## Your assignment
Every line with "beak" in it should be copied from the data.

## Input material
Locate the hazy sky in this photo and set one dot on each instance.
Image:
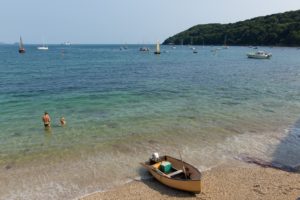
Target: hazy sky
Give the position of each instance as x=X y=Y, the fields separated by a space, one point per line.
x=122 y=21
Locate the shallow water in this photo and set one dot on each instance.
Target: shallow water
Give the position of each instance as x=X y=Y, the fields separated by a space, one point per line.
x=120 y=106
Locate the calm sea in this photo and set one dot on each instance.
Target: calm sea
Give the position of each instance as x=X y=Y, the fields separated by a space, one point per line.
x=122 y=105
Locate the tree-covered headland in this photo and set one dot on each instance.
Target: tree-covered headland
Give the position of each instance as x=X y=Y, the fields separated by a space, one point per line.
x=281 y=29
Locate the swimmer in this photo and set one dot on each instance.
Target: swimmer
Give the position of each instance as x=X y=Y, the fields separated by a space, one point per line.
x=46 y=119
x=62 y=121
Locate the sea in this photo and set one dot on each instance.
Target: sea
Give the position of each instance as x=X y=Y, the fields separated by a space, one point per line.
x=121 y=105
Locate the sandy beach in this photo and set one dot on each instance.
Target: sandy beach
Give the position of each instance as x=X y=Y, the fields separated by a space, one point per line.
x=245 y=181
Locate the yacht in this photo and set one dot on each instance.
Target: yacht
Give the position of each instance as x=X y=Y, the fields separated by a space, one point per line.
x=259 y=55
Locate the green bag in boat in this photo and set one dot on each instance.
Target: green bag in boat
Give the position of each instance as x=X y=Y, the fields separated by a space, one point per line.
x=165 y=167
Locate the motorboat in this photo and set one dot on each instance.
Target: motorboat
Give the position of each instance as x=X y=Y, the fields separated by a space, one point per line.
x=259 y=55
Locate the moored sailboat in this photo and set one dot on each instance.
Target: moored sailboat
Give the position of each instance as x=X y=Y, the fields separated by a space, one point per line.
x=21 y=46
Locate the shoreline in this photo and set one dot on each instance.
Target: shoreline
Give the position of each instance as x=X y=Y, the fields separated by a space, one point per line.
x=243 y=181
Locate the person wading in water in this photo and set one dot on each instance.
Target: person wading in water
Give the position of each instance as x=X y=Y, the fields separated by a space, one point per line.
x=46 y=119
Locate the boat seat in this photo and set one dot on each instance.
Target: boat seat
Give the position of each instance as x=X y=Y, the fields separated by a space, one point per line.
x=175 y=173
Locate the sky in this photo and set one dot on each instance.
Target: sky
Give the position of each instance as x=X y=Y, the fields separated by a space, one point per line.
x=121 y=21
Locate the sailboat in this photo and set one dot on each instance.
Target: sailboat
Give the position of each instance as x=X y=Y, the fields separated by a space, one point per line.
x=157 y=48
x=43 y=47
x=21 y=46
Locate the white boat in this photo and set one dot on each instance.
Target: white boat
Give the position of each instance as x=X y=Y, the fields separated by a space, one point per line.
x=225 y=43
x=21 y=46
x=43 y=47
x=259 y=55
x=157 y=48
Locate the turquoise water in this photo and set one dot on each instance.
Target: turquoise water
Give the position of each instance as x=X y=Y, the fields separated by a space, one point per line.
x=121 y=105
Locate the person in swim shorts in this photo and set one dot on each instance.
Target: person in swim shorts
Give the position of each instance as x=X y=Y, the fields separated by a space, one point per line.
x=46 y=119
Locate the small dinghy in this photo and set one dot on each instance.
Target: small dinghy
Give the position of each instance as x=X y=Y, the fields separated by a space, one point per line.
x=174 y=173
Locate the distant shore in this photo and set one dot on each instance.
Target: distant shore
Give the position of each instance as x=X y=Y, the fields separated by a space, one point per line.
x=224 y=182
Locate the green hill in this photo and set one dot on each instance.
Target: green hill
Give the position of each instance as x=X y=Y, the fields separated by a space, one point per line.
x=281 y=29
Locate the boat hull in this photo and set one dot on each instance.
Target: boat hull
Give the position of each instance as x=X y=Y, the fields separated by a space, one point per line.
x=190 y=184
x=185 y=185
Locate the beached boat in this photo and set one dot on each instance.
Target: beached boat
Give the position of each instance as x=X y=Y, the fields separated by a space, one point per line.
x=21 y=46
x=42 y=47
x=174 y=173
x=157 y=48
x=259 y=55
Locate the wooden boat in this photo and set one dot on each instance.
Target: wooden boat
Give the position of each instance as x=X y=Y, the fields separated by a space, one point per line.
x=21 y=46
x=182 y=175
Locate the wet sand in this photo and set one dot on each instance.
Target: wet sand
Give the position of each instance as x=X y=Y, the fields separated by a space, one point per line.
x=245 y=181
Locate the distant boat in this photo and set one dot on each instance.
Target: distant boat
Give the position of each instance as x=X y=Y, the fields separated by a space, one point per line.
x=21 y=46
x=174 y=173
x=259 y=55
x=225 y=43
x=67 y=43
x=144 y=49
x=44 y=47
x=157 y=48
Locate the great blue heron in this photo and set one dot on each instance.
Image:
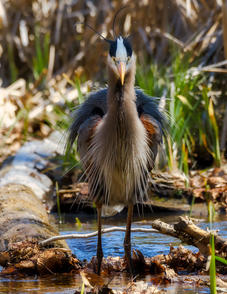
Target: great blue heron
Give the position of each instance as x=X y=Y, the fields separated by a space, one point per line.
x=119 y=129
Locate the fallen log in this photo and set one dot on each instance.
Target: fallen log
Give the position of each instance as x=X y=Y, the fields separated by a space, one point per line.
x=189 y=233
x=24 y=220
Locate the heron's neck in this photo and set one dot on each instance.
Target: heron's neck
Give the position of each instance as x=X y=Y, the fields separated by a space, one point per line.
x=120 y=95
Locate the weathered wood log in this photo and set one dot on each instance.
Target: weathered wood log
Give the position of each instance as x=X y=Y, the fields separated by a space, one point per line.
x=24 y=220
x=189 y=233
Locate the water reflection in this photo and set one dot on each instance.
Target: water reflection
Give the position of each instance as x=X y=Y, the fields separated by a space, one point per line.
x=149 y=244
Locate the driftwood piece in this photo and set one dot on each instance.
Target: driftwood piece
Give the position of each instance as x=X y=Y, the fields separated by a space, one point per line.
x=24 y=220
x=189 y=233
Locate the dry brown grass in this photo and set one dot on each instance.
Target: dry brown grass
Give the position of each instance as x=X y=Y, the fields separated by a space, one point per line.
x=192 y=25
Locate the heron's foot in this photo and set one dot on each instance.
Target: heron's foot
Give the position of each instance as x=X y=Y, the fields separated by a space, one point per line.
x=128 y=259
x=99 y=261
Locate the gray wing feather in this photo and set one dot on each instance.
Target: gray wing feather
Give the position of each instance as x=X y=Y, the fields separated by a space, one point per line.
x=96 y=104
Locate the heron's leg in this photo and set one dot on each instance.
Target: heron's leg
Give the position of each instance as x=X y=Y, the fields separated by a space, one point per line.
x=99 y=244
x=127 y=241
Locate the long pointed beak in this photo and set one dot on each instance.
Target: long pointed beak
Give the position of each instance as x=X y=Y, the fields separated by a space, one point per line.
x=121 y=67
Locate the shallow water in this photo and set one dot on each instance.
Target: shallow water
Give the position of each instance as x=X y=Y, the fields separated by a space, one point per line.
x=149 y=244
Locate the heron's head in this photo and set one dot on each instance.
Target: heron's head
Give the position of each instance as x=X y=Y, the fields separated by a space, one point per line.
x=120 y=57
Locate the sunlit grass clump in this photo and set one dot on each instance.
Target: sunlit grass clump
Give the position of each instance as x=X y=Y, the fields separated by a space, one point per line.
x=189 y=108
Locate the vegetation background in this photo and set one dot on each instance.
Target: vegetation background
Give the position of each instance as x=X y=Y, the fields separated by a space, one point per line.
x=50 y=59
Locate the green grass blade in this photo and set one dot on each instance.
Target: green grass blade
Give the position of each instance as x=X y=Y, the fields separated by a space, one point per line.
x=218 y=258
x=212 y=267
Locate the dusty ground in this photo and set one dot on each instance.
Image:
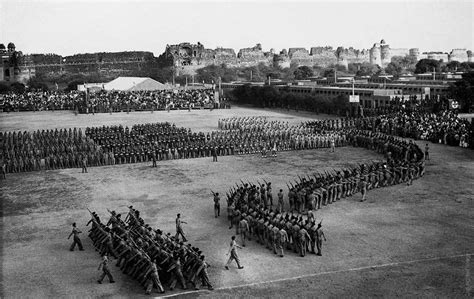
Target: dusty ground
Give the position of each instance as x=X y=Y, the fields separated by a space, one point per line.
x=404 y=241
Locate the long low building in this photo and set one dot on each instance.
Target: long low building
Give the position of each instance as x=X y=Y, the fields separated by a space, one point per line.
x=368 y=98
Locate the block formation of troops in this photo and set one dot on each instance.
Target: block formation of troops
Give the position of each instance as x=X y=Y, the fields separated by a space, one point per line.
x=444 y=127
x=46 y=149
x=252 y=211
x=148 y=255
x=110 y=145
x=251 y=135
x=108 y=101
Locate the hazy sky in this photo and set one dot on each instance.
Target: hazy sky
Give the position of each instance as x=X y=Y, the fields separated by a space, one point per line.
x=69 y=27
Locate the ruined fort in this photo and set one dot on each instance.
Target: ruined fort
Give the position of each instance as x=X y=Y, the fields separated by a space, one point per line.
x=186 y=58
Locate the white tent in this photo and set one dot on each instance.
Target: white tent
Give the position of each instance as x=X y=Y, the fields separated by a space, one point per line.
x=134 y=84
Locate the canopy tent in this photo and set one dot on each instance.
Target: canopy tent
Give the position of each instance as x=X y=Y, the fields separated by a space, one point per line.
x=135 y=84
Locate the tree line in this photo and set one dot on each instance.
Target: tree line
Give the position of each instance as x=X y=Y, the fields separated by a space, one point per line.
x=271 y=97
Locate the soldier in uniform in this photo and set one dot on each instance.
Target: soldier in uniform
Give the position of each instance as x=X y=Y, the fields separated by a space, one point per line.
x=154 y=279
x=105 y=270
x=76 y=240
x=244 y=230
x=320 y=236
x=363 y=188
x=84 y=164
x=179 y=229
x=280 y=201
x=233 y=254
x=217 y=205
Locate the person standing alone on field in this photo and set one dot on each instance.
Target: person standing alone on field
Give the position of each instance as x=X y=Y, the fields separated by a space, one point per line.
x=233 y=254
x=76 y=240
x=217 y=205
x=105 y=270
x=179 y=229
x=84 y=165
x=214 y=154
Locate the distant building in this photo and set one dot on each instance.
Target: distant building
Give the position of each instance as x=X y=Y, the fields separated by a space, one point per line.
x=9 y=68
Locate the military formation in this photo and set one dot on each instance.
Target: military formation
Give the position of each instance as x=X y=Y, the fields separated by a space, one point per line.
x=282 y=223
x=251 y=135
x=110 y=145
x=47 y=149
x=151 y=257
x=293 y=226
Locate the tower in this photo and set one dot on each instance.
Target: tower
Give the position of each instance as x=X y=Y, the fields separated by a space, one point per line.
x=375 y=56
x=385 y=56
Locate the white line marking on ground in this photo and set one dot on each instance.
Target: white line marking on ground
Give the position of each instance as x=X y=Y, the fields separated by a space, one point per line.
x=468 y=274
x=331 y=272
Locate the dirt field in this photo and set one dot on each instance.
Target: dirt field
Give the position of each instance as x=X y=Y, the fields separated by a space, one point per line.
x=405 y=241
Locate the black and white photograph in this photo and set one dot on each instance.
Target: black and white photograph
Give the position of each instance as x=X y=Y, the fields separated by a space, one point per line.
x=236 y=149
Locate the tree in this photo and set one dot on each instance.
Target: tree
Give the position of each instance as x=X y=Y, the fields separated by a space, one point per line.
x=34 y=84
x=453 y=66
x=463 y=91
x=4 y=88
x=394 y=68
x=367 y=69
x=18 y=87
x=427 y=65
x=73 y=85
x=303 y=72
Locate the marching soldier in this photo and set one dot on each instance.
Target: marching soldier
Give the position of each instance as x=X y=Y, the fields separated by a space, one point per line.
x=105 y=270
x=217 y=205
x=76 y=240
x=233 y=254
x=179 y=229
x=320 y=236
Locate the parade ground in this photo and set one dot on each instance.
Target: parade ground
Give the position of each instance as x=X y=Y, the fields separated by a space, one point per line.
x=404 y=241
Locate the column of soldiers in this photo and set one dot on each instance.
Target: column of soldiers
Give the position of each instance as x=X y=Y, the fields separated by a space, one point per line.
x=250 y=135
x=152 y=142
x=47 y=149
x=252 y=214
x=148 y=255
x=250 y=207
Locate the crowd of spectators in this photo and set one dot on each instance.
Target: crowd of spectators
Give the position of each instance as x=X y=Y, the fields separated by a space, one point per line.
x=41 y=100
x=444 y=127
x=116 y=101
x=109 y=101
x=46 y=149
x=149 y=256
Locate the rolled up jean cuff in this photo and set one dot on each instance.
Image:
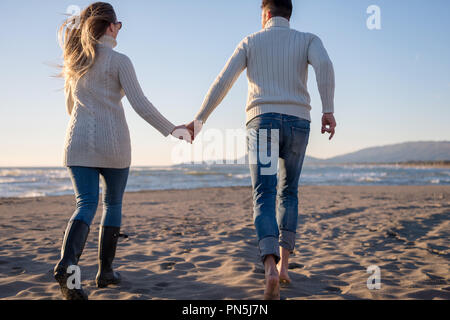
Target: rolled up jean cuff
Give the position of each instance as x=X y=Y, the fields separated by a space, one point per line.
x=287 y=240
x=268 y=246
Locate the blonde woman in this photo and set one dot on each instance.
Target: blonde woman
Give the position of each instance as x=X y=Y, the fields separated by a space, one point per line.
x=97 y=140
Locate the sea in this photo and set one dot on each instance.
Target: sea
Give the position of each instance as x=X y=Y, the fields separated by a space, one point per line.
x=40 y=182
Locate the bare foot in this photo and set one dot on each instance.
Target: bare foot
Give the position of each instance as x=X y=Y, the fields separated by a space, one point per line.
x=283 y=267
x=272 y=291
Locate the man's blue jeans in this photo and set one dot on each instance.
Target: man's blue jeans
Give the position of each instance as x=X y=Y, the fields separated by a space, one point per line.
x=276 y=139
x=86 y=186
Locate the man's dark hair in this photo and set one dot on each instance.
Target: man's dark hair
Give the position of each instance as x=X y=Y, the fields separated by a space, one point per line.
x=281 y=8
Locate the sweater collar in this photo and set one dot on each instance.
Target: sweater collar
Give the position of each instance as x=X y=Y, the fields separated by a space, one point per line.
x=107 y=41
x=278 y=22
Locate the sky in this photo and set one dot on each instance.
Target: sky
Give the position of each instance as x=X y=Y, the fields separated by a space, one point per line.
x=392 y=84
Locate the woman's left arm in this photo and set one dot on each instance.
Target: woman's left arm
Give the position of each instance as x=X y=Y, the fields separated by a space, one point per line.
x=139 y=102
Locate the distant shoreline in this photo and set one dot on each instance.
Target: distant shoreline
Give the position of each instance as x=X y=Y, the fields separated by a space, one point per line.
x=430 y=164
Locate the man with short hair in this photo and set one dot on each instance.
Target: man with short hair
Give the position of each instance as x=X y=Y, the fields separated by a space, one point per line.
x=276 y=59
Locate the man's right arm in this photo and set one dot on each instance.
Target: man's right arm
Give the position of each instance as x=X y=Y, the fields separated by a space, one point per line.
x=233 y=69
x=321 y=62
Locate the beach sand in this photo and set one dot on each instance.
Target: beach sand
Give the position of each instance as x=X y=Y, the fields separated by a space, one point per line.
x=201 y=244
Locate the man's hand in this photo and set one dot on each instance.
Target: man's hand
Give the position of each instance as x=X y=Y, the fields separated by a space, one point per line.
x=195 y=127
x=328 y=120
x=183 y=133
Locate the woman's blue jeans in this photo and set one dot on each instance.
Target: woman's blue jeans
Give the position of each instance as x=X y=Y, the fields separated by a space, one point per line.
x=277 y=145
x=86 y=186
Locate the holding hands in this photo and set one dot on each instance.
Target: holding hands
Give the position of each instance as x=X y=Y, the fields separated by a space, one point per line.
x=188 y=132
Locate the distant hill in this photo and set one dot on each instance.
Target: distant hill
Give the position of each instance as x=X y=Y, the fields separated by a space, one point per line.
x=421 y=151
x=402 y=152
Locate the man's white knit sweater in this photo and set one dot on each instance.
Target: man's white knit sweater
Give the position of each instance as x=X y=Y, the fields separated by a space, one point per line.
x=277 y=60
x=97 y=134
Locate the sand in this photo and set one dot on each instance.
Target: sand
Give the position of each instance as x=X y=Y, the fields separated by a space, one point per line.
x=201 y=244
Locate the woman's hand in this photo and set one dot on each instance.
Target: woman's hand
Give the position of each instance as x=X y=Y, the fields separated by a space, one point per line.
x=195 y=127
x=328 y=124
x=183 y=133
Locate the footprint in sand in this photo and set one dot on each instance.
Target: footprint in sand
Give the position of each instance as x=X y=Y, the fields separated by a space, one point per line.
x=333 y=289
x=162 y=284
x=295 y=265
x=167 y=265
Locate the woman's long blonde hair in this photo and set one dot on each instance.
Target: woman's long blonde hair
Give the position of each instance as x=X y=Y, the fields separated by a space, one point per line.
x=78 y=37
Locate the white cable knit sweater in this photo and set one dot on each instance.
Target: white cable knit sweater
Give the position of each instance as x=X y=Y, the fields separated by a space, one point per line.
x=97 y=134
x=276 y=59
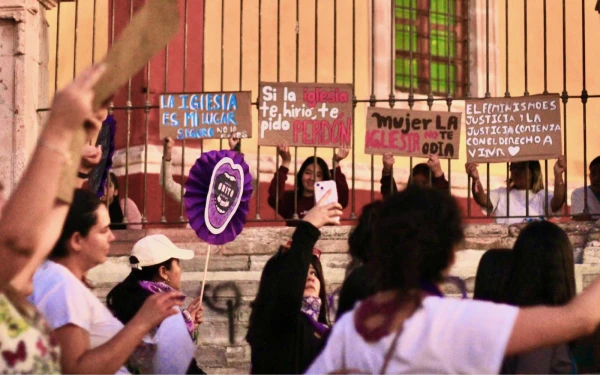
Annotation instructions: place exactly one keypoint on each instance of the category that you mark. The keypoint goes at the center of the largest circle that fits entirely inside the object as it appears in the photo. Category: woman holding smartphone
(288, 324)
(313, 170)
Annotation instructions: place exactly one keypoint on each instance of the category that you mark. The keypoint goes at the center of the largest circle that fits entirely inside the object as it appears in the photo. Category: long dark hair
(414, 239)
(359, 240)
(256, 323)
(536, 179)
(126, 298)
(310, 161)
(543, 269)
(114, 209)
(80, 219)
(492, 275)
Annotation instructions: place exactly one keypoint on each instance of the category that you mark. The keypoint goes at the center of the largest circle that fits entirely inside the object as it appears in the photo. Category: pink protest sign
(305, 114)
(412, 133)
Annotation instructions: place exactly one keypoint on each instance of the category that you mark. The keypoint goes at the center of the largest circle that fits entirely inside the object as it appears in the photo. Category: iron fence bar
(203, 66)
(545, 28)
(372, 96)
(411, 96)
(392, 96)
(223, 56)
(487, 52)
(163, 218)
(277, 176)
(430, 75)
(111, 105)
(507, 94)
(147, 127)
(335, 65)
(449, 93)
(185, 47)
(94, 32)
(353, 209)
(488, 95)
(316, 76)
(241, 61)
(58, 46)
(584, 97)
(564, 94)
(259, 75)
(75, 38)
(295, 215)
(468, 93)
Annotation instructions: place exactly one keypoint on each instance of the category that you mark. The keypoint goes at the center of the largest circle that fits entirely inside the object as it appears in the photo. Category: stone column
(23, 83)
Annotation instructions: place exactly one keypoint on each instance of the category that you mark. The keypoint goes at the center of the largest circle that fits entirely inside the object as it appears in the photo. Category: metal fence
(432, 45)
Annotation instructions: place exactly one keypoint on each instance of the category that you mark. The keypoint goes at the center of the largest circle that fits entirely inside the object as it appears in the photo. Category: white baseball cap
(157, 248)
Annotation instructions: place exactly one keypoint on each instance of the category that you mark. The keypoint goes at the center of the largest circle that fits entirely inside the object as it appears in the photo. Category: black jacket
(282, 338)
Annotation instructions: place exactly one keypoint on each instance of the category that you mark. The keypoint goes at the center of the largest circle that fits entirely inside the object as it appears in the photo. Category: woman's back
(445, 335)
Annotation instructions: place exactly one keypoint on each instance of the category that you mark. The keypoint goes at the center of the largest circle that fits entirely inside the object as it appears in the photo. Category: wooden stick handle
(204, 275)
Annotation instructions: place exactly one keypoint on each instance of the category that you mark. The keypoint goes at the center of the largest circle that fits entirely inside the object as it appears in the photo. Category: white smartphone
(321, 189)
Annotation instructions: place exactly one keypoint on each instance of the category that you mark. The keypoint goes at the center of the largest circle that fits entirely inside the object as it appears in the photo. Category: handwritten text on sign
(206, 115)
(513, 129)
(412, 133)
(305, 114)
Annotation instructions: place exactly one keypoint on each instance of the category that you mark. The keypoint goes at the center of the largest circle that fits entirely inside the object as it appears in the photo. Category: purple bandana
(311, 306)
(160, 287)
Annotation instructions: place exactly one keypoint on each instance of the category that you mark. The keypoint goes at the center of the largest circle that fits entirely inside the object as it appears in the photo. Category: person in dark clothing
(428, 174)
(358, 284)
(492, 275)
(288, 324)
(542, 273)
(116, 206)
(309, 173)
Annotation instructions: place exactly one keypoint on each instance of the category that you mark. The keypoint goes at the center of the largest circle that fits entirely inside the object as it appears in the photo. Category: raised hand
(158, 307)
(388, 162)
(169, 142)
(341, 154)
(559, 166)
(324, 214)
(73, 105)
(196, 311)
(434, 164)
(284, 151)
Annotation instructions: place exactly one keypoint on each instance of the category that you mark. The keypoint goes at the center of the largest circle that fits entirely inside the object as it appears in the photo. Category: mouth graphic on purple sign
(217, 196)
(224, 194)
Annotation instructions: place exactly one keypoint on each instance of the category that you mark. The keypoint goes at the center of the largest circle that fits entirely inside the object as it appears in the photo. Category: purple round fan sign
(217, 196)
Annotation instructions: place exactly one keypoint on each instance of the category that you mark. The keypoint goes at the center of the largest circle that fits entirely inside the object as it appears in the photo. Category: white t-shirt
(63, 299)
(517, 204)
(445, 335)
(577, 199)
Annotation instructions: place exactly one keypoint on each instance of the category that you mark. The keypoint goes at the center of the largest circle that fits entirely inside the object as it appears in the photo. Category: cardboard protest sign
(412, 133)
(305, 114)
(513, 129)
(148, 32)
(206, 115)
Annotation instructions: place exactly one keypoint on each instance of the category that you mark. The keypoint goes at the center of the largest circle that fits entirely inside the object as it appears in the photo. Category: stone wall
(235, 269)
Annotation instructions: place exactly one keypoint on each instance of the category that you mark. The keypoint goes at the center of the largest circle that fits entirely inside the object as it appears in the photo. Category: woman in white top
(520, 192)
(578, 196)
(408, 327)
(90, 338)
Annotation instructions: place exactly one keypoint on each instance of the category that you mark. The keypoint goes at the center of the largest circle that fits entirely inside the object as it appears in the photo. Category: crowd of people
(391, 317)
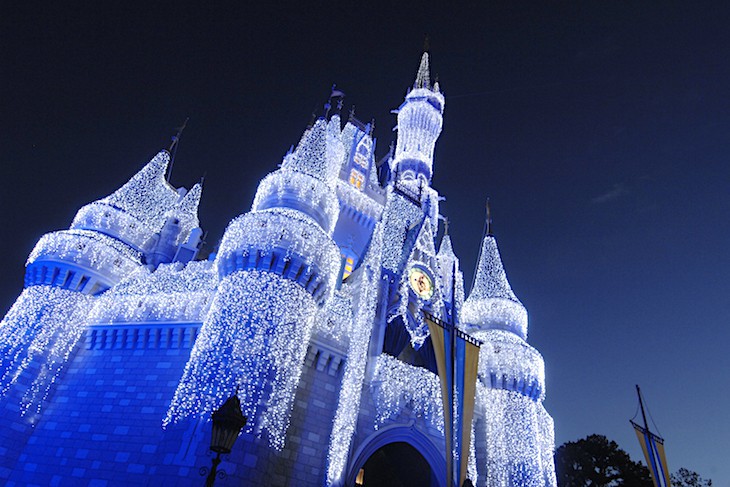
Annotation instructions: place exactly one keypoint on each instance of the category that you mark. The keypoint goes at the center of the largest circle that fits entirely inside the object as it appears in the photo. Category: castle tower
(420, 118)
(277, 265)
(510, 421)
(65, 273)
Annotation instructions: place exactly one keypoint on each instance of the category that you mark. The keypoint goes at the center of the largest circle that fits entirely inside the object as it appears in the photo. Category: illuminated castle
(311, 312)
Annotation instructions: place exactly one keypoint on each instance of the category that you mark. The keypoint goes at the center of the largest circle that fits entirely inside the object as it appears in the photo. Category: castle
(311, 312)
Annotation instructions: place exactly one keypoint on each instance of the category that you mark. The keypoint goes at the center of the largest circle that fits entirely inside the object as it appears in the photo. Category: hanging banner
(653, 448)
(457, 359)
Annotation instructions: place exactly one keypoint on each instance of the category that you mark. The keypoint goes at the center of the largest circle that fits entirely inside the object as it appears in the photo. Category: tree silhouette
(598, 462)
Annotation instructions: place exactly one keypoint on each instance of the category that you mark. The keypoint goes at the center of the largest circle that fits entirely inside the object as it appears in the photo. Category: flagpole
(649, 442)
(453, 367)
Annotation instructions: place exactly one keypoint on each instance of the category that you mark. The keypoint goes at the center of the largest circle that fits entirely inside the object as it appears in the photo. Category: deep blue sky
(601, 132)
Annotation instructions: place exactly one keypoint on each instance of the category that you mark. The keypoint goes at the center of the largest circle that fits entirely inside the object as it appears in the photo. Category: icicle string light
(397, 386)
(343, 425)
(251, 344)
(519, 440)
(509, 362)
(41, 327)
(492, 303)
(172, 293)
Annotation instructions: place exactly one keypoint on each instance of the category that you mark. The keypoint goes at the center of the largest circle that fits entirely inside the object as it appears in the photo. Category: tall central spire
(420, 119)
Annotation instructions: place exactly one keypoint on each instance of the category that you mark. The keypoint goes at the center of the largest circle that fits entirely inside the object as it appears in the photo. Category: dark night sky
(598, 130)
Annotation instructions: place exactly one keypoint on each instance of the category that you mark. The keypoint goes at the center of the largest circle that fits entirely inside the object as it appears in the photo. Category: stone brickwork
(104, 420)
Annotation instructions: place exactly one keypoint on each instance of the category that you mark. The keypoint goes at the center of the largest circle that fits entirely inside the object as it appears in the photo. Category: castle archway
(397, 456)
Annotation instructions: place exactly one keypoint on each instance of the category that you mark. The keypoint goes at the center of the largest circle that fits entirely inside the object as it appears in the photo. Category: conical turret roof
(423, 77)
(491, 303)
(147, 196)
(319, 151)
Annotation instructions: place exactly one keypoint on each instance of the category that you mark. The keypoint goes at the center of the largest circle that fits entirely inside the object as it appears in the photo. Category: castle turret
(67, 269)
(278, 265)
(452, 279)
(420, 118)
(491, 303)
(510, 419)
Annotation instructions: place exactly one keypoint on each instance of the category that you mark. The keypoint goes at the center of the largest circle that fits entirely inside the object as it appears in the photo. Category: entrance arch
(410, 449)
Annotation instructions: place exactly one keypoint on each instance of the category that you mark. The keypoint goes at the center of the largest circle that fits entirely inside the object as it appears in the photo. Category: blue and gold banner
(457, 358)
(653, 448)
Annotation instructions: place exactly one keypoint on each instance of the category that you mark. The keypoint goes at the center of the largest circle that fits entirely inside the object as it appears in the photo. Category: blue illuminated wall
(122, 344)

## Task response
Locate the long pointed beak in this photo and set one dot on each instance.
Target: long pointed beak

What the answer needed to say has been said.